===== DATA PROVIDED =====
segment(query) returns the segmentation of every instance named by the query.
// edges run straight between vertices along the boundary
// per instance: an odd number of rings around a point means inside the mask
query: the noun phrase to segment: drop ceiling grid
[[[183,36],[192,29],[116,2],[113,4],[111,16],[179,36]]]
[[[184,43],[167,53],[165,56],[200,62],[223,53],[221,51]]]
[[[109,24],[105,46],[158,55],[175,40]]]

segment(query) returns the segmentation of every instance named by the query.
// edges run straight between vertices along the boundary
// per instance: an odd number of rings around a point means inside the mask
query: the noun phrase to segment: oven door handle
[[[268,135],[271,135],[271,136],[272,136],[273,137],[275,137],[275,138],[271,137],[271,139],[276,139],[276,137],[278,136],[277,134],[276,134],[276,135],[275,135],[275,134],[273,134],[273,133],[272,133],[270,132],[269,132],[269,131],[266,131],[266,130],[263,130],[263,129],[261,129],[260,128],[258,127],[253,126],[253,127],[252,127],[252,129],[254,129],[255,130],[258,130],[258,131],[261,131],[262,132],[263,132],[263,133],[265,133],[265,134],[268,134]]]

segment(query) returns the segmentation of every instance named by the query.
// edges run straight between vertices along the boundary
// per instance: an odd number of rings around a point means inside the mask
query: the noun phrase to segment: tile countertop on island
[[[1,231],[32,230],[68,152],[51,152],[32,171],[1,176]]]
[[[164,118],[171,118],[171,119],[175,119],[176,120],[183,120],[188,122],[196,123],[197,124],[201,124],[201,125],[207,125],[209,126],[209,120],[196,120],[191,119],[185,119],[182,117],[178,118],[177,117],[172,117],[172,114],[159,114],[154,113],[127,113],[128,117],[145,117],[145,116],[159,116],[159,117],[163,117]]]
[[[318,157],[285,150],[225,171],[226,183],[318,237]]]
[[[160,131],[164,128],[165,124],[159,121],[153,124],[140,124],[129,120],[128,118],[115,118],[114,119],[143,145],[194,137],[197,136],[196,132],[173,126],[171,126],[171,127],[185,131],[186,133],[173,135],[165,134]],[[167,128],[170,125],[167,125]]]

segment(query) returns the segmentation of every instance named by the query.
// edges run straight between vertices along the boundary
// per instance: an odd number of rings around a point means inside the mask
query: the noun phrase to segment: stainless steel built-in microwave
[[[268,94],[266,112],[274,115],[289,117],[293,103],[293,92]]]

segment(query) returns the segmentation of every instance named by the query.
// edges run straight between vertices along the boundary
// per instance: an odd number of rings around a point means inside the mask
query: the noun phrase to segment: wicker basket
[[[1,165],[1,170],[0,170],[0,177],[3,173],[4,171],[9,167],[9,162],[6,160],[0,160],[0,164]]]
=====
WHAT YOU WILL DO:
Rescale the part of the material that runs from its first line through the line containing "[[[109,24],[105,46],[158,55],[175,40]]]", both ends included, and reproduce every line with its text unchanged. Multiply each vertex coordinate in the outlines by 2.35 and round to the nearest whole number, with halves rounded up.

RESULT:
segment(query) returns the segmentation of every instance named by the query.
// edges run straight between vertices along the boundary
// per instance: an odd number of rings around a point means inside the mask
query: the noun phrase to segment: drop ceiling grid
[[[430,85],[451,68],[273,5],[266,9],[261,38],[421,85]]]
[[[432,101],[392,125],[388,132],[470,146],[524,125],[519,120]]]
[[[256,56],[247,108],[371,129],[411,94]]]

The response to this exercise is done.